Task details —
Return every line of the listing exactly as written.

Excerpted records —
BEGIN

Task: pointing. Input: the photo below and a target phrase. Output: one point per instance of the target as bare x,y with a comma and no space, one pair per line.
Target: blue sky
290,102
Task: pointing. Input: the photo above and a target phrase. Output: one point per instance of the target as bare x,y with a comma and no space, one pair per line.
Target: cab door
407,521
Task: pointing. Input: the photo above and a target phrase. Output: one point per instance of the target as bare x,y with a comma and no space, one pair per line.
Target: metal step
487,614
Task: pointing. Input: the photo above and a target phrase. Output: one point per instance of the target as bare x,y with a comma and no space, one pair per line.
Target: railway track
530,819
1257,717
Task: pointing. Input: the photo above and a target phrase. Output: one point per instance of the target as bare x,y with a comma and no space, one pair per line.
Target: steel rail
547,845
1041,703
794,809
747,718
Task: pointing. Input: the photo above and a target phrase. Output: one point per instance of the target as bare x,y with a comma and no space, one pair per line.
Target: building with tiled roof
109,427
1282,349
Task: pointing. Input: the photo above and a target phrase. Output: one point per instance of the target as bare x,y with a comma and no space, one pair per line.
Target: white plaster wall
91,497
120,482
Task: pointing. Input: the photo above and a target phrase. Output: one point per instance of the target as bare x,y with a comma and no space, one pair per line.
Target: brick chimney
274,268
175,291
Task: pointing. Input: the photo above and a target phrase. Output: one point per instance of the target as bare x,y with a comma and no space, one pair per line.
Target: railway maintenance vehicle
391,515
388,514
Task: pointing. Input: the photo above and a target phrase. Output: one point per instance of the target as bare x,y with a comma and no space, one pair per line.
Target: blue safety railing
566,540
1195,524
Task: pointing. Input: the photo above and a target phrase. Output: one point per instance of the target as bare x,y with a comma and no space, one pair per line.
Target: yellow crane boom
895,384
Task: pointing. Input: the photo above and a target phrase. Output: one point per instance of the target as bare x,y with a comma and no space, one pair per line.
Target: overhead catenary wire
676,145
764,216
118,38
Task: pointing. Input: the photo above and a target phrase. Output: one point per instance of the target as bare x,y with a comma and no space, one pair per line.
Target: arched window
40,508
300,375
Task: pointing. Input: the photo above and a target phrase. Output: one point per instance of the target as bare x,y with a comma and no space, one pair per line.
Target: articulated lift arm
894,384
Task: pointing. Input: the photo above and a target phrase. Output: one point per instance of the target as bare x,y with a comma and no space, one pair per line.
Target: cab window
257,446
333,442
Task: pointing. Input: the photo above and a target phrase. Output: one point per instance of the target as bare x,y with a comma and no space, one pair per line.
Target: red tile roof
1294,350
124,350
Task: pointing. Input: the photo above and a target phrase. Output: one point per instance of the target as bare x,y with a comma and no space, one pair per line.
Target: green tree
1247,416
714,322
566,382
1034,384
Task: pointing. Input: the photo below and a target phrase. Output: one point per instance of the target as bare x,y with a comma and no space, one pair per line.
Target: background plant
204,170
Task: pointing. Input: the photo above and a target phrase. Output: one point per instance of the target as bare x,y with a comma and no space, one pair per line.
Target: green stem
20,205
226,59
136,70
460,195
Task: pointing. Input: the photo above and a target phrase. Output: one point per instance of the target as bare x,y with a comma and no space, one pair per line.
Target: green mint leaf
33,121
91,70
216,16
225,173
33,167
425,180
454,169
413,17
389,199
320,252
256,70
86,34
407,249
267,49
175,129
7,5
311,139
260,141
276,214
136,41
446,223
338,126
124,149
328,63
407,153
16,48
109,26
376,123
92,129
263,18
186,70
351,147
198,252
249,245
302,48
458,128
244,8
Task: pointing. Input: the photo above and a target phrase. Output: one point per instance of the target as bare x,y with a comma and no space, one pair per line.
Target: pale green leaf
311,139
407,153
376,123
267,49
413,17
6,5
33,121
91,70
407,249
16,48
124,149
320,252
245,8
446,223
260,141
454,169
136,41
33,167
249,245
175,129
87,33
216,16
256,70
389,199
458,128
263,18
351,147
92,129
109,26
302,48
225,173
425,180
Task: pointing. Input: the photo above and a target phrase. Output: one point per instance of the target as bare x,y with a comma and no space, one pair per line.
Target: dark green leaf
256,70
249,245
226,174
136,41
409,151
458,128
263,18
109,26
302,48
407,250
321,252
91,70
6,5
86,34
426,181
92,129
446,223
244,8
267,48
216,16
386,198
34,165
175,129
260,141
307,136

END

Solution —
Task: pointing. Input: the photo below and a target phrase. Output: one point per instance of the target as bare x,y with a comma and no space, one pair per line.
Target: blue sky
290,102
Task: pointing. Input: the photo above and a target phrase. Output: one point per instance of the target as bare x,y with a comma and no space, one pair per line.
Target: cab door
407,521
Task: pointing. Input: the photo above and a target phrase. Output: one point per instance of the target as bare x,y with a comma and no space, one pair per line.
Target: metal step
487,614
Task: pointing. Input: the photo above and a target phrase. Output: one point per instance of the target as bare x,y with a comma and no space, one pair per line.
Target: railway track
530,819
1257,717
Task: pointing. Input: the photo above and a target phrase. Output: one point per instance of the target as bare x,y with a comma and no space, one pair per line.
Target: steel rail
547,845
1041,703
794,809
747,718
Task: pointing. Input: the photo above and a target phrase. Output: one point per instance of the target as bare x,y with a comma and no space, one pair per line.
Target: building with tiled roof
109,427
1282,349
Task: pointing. Input: the photo above and a target phrase. Output: one point per instance of the target as bare x,y with a comma and no space, one pair per line.
Target: white plaster wall
91,497
120,482
Task: pointing. Input: the photo above and a target phrase. Output: one point per instance of the target as bare x,y with a comma and no space, one pair per line.
Target: brick chimney
274,268
175,291
Task: pointing. Input: the photo above and a target phrase. Output: one point per instance of the target as bare x,y with a comma and no space, one pair per line.
Target: railway maintenance vehicle
391,515
388,514
Task: pointing. Input: the photo above and a target phrase. Output: one point per instance of the target as bare x,y with a comma and no space, one pair per line.
Target: blue safety railing
566,540
1195,524
Task: pointing. Input: the photo above and a target phrase. Output: one point per instance of the target as bare x,y with a comma and no space, one pair per line.
Target: yellow crane boom
895,384
Task: pointing. Input: the photo above and a target phrase. Output: one point per instance of the target as bare x,y with a comma and no space, one pair per line.
Target: overhead catenary wire
676,145
764,216
118,38
Task: pointing. Input: the photo above and a target phrase. Output: one point per instance of the target as bare x,y with a comma and no space, one pair per line.
Target: arched window
40,508
300,375
Task: pointing. Input: the photo above and a target phrase. Output: one point per instance of the target as bare x,y with a comma and no space, one pair per line.
Target: articulated lift arm
894,384
Task: pointing. Input: the photo above and a target phrase. Output: one point per instance of the target as bare x,y with a comma and no space, one pair per line.
Target: cab window
257,446
333,442
Task: pointing. Input: the photo above and a target phrase. Output: one point per instance of the target as bare x,y with a comma and no space, one pair per line.
Target: red tile roof
1294,350
124,350
Task: pointing. Input: the photo above and a target phrase. Output: one point per instance of the target as bare x,y with a comma and no space, one pair per line.
Target: green tree
1247,416
714,322
566,382
1034,384
Task: pointing. Input: the photo below and a target phrase. Output: one point per instance of the target as bare x,y with a comma and no space, one pair per line.
Target: background plant
204,170
Task: pointing. Input: the photo above and a target phrase. Output: one point per instance of the target as bare x,y with a comma and no space, one pair per line.
Target: green stem
20,205
226,59
136,70
460,195
Task: pointing. Input: the photo above and a target phrase. Output: one point per instance of the target as bare x,y with a comma and no space, one pair per line.
Target: green mint leaf
33,121
91,70
216,16
225,173
33,167
425,180
454,169
413,17
389,199
320,252
256,70
86,34
407,249
267,49
175,129
7,5
311,139
260,141
276,214
136,41
446,223
338,126
124,149
328,63
407,153
16,48
109,26
376,123
92,129
263,18
186,70
351,147
198,252
249,245
302,48
458,128
244,8
Task: pointing. Input: the photo above and a target phrase. Output: one point per instance of the target as bare x,y with a comma and no space, one pair per line.
Target: pale green leaf
311,139
407,153
376,123
267,49
413,17
6,5
33,121
91,70
407,249
16,48
124,149
320,252
245,8
446,223
260,141
454,169
136,41
33,167
249,245
175,129
87,33
216,16
256,70
389,199
458,128
263,18
351,147
92,129
109,26
302,48
225,173
425,180
Task: pointing. Input: the photo above and a target phrase. Output: one point per instance of the target as bare x,y with a comma and no space, one pair per line.
Target: dark green leaf
256,70
249,245
226,174
136,41
409,151
458,128
263,18
109,26
302,48
407,250
321,252
91,70
6,5
86,34
426,181
92,129
446,223
244,8
267,48
216,16
386,198
34,165
175,129
260,141
307,136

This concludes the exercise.